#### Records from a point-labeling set
— BEGIN —

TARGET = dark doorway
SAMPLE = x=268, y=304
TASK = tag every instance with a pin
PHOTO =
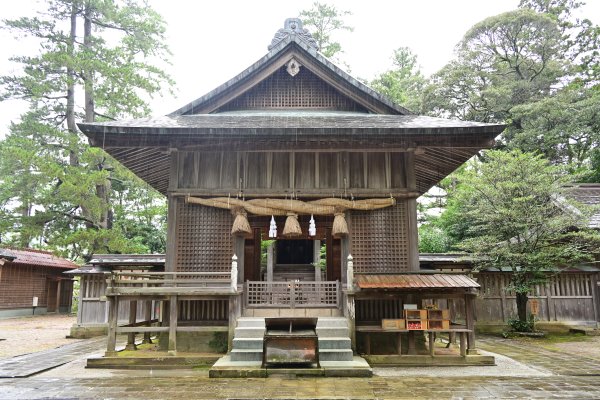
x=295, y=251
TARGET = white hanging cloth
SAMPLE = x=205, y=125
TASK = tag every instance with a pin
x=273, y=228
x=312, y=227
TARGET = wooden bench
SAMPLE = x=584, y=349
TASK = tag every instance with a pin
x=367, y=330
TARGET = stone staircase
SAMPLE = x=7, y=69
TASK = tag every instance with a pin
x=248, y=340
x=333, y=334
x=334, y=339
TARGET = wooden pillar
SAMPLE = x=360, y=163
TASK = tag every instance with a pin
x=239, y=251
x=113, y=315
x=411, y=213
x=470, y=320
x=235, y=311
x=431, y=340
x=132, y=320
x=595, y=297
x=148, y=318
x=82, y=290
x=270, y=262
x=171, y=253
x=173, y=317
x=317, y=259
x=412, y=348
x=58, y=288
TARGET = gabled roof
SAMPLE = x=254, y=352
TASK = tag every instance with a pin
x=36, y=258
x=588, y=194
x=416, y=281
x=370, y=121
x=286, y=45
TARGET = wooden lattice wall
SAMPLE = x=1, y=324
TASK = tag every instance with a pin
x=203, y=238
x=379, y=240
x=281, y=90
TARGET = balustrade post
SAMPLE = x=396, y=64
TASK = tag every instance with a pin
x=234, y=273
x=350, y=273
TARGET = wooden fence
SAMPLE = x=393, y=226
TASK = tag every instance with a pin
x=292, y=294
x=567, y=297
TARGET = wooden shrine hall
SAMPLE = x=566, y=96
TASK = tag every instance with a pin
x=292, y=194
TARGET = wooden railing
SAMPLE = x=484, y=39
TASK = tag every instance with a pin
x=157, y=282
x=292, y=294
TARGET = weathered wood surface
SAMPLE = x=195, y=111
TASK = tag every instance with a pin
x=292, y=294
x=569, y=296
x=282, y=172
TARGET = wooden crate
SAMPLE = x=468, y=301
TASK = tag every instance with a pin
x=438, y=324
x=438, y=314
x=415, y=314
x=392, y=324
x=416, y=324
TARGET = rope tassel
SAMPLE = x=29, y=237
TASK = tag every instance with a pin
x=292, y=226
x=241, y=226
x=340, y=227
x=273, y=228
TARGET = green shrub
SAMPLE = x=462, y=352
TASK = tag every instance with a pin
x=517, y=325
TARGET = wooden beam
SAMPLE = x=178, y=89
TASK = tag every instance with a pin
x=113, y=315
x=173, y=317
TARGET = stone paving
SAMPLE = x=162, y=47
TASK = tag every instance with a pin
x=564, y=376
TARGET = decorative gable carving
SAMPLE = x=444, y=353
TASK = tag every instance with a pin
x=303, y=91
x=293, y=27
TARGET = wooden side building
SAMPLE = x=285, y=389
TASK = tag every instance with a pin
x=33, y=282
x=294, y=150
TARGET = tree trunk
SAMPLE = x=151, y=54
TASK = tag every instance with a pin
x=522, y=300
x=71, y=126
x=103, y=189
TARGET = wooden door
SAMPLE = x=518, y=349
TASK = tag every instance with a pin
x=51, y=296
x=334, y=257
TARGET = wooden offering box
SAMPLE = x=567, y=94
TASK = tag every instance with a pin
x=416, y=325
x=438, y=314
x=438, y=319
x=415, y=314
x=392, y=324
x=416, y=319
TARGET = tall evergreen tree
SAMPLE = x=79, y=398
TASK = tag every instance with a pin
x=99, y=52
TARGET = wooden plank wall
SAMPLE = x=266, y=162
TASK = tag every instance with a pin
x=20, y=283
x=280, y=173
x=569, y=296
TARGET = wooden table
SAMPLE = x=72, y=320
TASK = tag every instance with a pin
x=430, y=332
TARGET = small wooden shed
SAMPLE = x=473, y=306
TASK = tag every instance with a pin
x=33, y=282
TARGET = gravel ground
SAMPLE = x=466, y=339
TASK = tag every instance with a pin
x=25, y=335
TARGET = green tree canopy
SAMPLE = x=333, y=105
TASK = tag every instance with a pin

— END —

Reproduce every line of the records above verbatim, omitting the pictures.

TARGET = dark doorway
SAMPLE = x=268, y=304
TASK = tag every instance with a pin
PHOTO =
x=295, y=251
TARGET = white hanging cloth
SAMPLE = x=205, y=125
TASK = tag every instance with a pin
x=273, y=228
x=312, y=227
TARGET = wooden bench
SAMPLE = x=584, y=349
TASK = tag every instance with a pin
x=367, y=330
TARGET = stone staircase
SAMPLE = x=7, y=69
TASK = tag every instance with a pin
x=248, y=340
x=333, y=334
x=334, y=339
TARGET = wooden pillar
SAMPLE = x=360, y=163
TASK = tag every instance with a pin
x=239, y=251
x=113, y=315
x=411, y=213
x=470, y=320
x=235, y=311
x=431, y=340
x=132, y=320
x=595, y=297
x=148, y=318
x=82, y=290
x=270, y=262
x=171, y=253
x=173, y=317
x=317, y=259
x=412, y=348
x=58, y=288
TARGET = gabled roof
SAMPLE = x=254, y=352
TASK = tag every instance with a pin
x=36, y=258
x=588, y=194
x=416, y=281
x=370, y=121
x=286, y=45
TARGET = wooden lattice wall
SAMPLE = x=1, y=324
TASK = tag every instance with a pin
x=203, y=238
x=379, y=240
x=281, y=90
TARGET = balustrade post
SAMPLE = x=396, y=64
TASK = tag every instance with a pin
x=234, y=273
x=350, y=273
TARGET = wooden fence
SAMPLE = x=393, y=226
TASK = tag every instance with a pin
x=292, y=294
x=567, y=297
TARGET = wooden shrine hall
SAMPLE = x=566, y=96
TASK = tag every instance with a pin
x=292, y=194
TARGET = wooden railing
SAMPLE = x=484, y=39
TASK = tag every instance with a pin
x=157, y=282
x=292, y=294
TARGET = weathered wood surface
SAMPLE = x=195, y=111
TASK = tag every instance with a pin
x=292, y=294
x=569, y=296
x=282, y=172
TARGET = wooden crate
SAMPLE = x=468, y=301
TASK = tag every instance with a pin
x=438, y=324
x=438, y=314
x=415, y=314
x=392, y=324
x=416, y=324
TARGET = rope tassel
SAMPLE = x=29, y=237
TASK = tag every instance with a pin
x=292, y=226
x=241, y=226
x=340, y=227
x=273, y=228
TARGET = green shrub
SAMPLE = x=462, y=352
TASK = tag every instance with a pin
x=517, y=325
TARGET = wooden beam
SAMPLE = x=178, y=89
TASK = tag every instance with a pin
x=113, y=315
x=173, y=317
TARGET = stone paving
SAMPLE = x=162, y=47
TASK = tag every instance with a pin
x=564, y=376
TARGET = decorative gable carving
SAMPLE = x=444, y=353
TASK = tag every instance with a pin
x=303, y=91
x=293, y=27
TARGET = wooden side building
SAMPLE = x=285, y=389
TASK = tag every instance with a pin
x=33, y=282
x=294, y=150
TARGET = tree trunk
SAMPLE = x=151, y=54
TASK = tag every instance with a pin
x=522, y=300
x=71, y=126
x=103, y=189
TARGET = wooden door
SAMPLE = x=518, y=349
TASK = tag every instance with a pin
x=51, y=296
x=334, y=257
TARGET = wooden offering box
SAMPLE = x=567, y=94
TASK = tag every instance with a pin
x=416, y=325
x=438, y=314
x=438, y=319
x=415, y=314
x=392, y=324
x=416, y=319
TARGET = tall evergreen tree
SAMPLE = x=79, y=398
TASK = tag every instance with a pin
x=99, y=52
TARGET = wooden plank wall
SAMPLE = x=266, y=162
TASK = tag every instance with a pin
x=20, y=283
x=280, y=173
x=569, y=296
TARGET = wooden table
SAMPLE = x=72, y=320
TASK = tag every instance with a pin
x=430, y=332
TARGET = small wooden shed
SAMPLE = x=473, y=306
TASK = tag every instance with a pin
x=33, y=282
TARGET = gravel ground
SAMPLE = x=466, y=339
TASK = tag every instance with a pin
x=25, y=335
TARGET = green tree canopy
SAMPLE = x=333, y=105
TASK = tag every instance with a pin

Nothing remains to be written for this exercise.